### Kaynak Metin
Ahmed Yesevi(ö. 562/1166) Reşahat’ta kayıtlı olduğuna göre Türk şeyhlerinin ilk atasıdır. Bu sebeple “Pir-i Türkistan” diye meşhur olmuştur.
Çin’ in Doğu Türkistan bölgesinde bulunan Aksu sancağının Sayram kasabasında doğmuştur. Soyu Hz. Ali ‘nin oğlu Muhammed Hanefiye kadar uzanır. Yedi yaşında yetim kaldı. Küçük yaşta iken Türkistan’ın şehirlerinden Yesi’ ye yerleşti. Bunun için de Yesevi lakabıyla anılır. Ahmed Yesevi’ nin burada Aslan Baba ‘nın teveccüh ve hayır duasına mazhar olduğu rivayet edilir.

### Çıkarılan Veriler
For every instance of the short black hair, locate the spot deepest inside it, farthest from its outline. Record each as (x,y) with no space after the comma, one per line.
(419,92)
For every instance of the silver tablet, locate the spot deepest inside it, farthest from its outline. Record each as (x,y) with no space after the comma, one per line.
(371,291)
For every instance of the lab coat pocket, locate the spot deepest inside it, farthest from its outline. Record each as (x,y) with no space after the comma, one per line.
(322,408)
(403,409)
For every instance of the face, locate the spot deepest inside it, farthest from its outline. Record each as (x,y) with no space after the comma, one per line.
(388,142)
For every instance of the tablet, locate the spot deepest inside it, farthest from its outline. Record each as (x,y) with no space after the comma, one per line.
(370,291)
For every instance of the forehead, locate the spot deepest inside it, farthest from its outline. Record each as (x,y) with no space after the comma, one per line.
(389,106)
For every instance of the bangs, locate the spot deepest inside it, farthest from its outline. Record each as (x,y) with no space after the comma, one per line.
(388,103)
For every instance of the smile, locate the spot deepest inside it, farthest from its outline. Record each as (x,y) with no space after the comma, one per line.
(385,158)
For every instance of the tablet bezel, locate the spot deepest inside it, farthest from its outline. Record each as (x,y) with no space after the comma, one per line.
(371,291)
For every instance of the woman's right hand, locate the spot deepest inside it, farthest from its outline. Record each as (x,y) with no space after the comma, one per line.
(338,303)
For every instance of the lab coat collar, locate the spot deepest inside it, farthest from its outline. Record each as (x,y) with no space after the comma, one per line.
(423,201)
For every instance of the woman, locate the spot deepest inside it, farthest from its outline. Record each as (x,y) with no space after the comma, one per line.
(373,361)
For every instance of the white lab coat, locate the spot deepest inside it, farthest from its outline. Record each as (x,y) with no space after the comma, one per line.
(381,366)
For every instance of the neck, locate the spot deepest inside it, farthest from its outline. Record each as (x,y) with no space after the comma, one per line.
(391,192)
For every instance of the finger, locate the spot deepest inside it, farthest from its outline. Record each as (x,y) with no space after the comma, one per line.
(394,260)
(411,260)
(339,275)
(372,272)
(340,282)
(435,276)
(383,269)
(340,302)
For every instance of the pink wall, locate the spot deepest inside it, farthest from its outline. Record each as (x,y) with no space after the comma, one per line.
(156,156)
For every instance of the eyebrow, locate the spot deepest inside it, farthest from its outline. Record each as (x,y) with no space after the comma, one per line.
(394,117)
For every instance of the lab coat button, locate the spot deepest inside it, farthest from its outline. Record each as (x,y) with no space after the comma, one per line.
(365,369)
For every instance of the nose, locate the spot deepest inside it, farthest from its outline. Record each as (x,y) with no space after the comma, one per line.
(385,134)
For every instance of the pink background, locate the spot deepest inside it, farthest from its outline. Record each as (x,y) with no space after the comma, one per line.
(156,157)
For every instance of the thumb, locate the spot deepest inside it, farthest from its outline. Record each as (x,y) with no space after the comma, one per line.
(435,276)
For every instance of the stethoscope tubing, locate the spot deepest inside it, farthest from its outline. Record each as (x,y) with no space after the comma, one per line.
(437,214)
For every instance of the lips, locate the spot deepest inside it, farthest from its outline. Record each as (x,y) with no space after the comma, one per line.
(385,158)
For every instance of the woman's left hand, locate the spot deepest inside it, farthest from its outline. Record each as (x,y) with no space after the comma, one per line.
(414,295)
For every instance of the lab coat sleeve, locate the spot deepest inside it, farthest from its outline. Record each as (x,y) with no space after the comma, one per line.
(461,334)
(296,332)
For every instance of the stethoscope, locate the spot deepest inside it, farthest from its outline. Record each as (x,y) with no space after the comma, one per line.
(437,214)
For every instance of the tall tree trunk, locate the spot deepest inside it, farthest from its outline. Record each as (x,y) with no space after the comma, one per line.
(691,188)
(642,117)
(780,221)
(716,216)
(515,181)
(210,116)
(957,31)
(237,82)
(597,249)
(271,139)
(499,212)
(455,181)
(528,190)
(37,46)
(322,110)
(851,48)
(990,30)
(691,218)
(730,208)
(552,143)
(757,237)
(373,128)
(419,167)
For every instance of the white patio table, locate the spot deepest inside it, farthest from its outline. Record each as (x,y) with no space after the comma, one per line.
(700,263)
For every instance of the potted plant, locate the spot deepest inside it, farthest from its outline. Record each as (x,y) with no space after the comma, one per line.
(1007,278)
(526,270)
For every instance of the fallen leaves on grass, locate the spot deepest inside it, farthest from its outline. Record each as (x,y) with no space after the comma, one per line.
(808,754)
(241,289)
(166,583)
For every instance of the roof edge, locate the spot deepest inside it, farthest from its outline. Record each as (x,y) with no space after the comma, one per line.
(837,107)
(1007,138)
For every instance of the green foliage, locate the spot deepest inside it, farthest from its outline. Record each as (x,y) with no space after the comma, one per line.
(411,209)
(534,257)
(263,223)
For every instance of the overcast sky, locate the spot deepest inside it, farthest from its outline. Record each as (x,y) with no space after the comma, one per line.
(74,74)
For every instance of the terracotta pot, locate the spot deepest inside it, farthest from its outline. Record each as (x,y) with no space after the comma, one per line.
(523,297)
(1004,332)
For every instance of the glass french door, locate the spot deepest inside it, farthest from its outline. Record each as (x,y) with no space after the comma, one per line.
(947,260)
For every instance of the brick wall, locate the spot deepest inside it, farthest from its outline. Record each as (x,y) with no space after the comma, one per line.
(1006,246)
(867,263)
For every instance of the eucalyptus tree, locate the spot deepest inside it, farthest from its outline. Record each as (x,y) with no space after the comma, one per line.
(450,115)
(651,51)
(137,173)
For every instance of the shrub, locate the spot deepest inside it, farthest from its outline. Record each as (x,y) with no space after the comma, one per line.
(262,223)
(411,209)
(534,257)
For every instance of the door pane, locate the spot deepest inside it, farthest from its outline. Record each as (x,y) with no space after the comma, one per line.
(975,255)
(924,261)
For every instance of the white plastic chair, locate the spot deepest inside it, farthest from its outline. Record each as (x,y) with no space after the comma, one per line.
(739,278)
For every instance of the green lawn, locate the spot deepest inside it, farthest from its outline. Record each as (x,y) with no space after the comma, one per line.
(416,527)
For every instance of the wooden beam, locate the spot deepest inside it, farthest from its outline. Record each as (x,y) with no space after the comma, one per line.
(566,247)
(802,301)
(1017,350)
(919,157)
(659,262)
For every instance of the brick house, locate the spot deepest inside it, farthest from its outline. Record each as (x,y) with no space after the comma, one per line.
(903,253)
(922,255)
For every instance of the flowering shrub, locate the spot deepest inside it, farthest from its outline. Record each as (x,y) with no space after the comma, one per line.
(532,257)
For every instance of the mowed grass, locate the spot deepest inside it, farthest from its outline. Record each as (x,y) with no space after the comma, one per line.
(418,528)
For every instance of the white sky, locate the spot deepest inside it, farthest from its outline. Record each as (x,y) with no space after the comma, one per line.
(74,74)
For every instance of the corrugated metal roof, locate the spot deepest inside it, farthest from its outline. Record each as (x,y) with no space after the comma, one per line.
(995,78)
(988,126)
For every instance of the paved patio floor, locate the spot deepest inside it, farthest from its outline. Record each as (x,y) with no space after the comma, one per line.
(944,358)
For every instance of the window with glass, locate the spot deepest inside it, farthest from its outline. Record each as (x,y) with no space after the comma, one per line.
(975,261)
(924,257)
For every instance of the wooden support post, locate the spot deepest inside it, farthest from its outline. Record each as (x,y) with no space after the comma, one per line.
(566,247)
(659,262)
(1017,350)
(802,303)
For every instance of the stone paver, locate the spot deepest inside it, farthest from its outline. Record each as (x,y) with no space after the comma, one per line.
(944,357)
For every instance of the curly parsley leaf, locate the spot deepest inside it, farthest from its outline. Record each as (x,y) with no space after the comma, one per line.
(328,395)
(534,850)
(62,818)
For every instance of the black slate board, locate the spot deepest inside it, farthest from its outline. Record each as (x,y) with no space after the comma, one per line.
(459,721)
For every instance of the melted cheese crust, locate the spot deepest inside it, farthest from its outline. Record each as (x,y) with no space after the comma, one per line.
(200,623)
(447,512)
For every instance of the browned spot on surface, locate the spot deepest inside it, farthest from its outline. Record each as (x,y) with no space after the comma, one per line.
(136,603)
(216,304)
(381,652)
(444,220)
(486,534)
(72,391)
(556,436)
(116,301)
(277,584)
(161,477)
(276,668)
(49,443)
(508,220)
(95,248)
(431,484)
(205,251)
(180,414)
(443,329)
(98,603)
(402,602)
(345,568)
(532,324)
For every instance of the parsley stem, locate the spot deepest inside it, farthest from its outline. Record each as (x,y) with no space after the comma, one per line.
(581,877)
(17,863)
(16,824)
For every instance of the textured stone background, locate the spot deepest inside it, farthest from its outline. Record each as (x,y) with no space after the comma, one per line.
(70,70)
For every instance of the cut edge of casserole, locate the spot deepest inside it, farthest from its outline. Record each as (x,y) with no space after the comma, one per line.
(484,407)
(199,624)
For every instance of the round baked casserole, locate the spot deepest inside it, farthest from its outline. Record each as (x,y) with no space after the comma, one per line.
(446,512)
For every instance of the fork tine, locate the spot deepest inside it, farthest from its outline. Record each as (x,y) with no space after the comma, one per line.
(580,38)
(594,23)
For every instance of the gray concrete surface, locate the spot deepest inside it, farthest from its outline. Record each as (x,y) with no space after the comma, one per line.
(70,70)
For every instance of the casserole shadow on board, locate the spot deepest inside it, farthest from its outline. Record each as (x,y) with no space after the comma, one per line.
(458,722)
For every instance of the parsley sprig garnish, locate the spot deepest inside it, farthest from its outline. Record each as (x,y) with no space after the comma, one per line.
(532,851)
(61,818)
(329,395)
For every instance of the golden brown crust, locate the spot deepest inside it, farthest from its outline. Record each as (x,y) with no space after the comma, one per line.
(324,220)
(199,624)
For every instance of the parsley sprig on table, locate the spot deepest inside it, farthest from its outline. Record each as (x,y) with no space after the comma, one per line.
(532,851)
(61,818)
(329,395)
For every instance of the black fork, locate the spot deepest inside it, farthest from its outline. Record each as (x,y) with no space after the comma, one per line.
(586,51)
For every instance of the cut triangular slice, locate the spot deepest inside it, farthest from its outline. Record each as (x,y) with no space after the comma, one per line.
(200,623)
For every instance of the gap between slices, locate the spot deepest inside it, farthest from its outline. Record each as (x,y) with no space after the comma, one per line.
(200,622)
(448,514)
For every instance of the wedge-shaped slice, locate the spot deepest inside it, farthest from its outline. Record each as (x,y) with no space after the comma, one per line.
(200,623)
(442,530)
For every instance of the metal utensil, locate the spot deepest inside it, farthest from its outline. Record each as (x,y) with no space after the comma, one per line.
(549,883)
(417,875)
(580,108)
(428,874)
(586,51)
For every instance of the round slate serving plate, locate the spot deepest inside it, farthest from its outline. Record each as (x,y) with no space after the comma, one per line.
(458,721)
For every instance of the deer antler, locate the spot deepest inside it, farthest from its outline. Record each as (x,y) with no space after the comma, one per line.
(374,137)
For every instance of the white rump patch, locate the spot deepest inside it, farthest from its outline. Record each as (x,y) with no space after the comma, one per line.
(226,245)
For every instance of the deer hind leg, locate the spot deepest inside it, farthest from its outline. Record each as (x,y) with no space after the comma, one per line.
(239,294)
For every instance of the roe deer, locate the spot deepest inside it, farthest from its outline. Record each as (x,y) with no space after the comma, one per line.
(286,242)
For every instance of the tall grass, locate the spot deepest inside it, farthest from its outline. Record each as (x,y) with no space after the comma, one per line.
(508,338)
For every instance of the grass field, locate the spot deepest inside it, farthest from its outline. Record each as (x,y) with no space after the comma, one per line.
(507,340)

### Yönergeler
1 > Kayıtlarda "For every instance of the deer hind" ifadesini içeren satırdan başlayıp kayıtların son satırında biten bölümdeki bütün satırları eksiksiz olarak yeniden yazınız. Bu sırada cevaplardaki koordinat sayılarının her birini -111 kaydırınız.
2 > Ahmed Yesevi hakkındaki metni kaldığı yerden sürdürünüz.
Metin ile kayıtlar birbirinden bağımsız iki ayrı malzemedir.

### Nihai Cevaplar
1 >
For every instance of the deer hind leg, locate the spot deepest inside it, farthest from its outline. Record each as (x,y) with no space after the comma, one per line.
(128,183)
For every instance of the roe deer, locate the spot deepest inside it, farthest from its outline. Record each as (x,y) with no space after the comma, one per line.
(175,131)
For every instance of the tall grass, locate the spot deepest inside it, farthest from its outline. Record each as (x,y) with no space after the comma, one per line.
(397,227)
For every instance of the grass field, locate the spot deepest inside it, farthest from its outline. Record each as (x,y) with no space after the comma, one per line.
(396,229)

2 >
Aslan Baba Sahabilerin ileri gelenlerindendir. Bir rivayete göre dörtyüz, bir rivayete göre yediyüz sene yaşamıştır. Peygamberimizin savaşlarından birinde aç kalan sahabiler, Resulullah’ın huzuruna geldiler. Biraz yiyecek istediler. Peygamberimiz dua edince Hz. Cebrail, Cennetten bir tabak hurma getirdi, fakat o hurmalardan bir tanesi yere düştü. Hz. Cebrail dedi ki: “Bu hurma sizin ümmetinizden Ahmed Yesevi adlı birisinin kısmetidir.”
Her emanetin sahibine verilmesini gerektiğinden, Resulullah (s.a.v.) içlerinden birisinin bu vazifeyi üzerine alarak emaneti sahibine ulaştırmasını istedi. Kimseden ses çıkmayınca Aslan Baba(Selman- ı Farisi (R.A.)) bunu üstlendi. Resulullah eliyle o hurmayı Aslan Baba’nın ağzına attı ve mübarek tükürüklerinden de ihsan etti. Hemen hurma üzerinde bir perde zahir oldu. Resulullah, Aslan Baba’ya Ahmed Yesevi’yi nasıl bulacağını anlattı ve onun terbiyesiyle meşgul olmasını istedi.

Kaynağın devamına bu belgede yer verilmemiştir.